[Records for this task — start]
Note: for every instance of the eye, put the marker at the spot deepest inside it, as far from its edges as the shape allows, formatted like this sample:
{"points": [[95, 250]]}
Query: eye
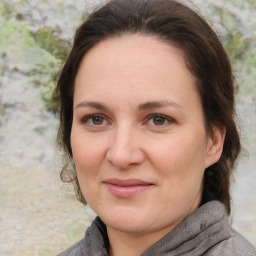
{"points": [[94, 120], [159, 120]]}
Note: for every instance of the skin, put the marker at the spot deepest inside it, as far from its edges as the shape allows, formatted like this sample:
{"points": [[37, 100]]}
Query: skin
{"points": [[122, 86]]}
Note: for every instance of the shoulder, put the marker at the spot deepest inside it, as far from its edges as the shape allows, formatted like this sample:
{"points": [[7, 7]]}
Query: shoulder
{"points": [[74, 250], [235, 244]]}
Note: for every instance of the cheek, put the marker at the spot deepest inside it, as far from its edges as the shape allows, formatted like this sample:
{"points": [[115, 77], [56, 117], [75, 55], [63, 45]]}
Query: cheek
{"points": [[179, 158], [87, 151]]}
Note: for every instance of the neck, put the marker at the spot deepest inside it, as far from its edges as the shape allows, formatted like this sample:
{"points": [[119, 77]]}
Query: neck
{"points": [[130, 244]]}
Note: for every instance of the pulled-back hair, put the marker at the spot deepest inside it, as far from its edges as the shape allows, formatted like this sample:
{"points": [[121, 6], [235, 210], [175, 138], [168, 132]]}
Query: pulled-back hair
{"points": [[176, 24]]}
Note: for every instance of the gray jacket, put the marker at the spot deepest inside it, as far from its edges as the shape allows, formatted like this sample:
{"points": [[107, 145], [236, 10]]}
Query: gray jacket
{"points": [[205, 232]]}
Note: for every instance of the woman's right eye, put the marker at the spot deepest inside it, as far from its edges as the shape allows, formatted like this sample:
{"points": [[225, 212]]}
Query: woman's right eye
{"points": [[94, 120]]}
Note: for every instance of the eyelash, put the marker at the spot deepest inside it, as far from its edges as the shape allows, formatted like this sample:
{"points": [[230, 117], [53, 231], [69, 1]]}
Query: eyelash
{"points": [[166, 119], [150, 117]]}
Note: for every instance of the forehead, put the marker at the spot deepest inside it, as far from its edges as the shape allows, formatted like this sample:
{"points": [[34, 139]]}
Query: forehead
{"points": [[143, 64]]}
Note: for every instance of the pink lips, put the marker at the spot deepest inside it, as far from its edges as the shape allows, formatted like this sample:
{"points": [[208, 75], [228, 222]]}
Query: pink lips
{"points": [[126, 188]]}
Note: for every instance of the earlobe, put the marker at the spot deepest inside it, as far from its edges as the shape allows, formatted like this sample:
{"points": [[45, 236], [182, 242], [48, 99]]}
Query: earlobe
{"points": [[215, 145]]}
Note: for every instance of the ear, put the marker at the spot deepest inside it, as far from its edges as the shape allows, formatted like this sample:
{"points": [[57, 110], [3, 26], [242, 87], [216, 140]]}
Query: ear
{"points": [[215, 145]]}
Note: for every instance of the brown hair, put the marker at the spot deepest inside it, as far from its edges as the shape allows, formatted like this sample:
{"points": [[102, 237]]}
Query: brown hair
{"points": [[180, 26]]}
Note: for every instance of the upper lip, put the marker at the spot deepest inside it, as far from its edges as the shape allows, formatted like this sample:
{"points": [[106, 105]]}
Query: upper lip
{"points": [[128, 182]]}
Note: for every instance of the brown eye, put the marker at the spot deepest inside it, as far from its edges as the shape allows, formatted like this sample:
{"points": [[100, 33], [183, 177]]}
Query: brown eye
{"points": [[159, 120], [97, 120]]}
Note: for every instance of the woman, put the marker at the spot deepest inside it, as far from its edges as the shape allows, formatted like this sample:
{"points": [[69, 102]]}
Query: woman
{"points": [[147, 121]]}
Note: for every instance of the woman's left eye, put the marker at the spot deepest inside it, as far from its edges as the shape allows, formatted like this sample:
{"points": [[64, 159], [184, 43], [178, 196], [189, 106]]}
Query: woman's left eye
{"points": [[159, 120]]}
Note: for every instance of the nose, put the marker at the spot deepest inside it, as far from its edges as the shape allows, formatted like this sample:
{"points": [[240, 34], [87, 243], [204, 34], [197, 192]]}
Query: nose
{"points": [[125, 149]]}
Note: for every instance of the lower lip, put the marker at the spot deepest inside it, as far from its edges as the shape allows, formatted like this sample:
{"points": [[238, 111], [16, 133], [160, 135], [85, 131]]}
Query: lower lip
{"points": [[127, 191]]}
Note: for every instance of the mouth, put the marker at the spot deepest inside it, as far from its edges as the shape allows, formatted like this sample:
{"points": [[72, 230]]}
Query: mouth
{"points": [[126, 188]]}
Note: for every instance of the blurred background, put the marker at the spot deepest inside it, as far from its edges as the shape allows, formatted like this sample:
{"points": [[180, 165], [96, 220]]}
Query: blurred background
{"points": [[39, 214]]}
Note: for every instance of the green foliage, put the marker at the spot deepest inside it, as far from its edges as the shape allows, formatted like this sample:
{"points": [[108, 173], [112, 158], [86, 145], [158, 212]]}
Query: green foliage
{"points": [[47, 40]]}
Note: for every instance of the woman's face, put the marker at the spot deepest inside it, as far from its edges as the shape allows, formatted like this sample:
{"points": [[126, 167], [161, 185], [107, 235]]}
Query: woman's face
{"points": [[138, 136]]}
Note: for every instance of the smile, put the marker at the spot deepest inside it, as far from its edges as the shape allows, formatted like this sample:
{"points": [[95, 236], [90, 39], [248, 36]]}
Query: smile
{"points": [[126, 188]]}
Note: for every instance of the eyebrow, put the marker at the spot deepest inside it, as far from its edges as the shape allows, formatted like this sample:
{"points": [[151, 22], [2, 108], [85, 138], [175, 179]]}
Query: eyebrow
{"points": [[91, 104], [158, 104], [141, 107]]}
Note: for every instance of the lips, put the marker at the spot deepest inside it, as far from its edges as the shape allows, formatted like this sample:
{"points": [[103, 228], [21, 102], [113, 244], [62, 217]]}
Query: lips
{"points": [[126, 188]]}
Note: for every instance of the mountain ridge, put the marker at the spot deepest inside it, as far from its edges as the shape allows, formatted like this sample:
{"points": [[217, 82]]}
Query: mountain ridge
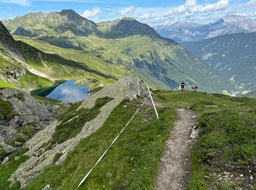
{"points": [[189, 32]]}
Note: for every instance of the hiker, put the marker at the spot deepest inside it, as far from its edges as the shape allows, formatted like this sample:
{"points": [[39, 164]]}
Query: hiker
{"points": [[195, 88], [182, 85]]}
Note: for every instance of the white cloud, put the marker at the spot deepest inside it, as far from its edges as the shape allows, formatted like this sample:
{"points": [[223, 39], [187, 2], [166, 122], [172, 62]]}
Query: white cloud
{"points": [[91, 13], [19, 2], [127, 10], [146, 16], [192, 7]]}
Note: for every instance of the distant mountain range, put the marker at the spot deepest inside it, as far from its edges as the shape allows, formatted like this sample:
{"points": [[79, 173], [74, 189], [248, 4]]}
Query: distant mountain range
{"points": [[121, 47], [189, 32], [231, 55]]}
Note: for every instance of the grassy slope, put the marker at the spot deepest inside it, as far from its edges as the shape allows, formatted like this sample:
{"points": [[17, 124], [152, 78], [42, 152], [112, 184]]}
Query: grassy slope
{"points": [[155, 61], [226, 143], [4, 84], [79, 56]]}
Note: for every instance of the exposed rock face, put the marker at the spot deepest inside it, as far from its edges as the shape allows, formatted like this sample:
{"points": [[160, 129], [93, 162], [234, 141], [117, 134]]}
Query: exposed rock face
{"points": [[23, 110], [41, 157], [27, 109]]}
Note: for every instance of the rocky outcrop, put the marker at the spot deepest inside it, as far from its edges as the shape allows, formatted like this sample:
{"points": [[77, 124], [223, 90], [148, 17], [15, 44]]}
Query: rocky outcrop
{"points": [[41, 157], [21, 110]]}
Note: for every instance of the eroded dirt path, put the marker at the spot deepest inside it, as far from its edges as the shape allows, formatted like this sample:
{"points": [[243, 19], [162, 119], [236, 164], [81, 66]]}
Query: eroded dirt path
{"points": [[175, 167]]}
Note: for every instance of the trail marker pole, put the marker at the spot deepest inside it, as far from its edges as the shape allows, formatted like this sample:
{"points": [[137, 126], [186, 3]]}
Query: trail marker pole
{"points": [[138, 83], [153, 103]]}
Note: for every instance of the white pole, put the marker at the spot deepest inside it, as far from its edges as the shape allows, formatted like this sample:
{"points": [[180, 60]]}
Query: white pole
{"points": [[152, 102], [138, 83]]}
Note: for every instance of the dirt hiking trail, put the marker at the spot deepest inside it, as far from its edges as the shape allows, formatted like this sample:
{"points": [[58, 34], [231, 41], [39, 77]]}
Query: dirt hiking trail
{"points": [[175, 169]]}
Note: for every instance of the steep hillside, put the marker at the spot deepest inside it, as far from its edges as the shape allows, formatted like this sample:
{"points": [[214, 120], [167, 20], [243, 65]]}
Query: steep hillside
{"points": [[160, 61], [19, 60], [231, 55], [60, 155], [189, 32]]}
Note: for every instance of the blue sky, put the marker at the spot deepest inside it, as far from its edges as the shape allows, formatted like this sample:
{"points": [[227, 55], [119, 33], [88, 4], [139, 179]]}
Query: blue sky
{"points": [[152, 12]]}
[Records for this task — finish]
## Task objective
From the line holding "Query: dirt hiking trail" to the final line of the data, output each line exactly and nothing more.

## Your solution
Query: dirt hiking trail
{"points": [[175, 169]]}
Note: for every instance of the steep hillside, put the marker at the spot deepest inside it, as far from its edges as the shape allows, formatted like this sample:
{"points": [[214, 120], [167, 20], [243, 65]]}
Query: steep hillside
{"points": [[160, 61], [19, 60], [231, 55], [60, 155], [189, 32]]}
Note: for every instance of the blue sky, put the marker at the spot deepest inside it, as far from its edges as the shape allows, formatted like this sample:
{"points": [[227, 55], [119, 33], [88, 4], [139, 179]]}
Query: blue sky
{"points": [[152, 12]]}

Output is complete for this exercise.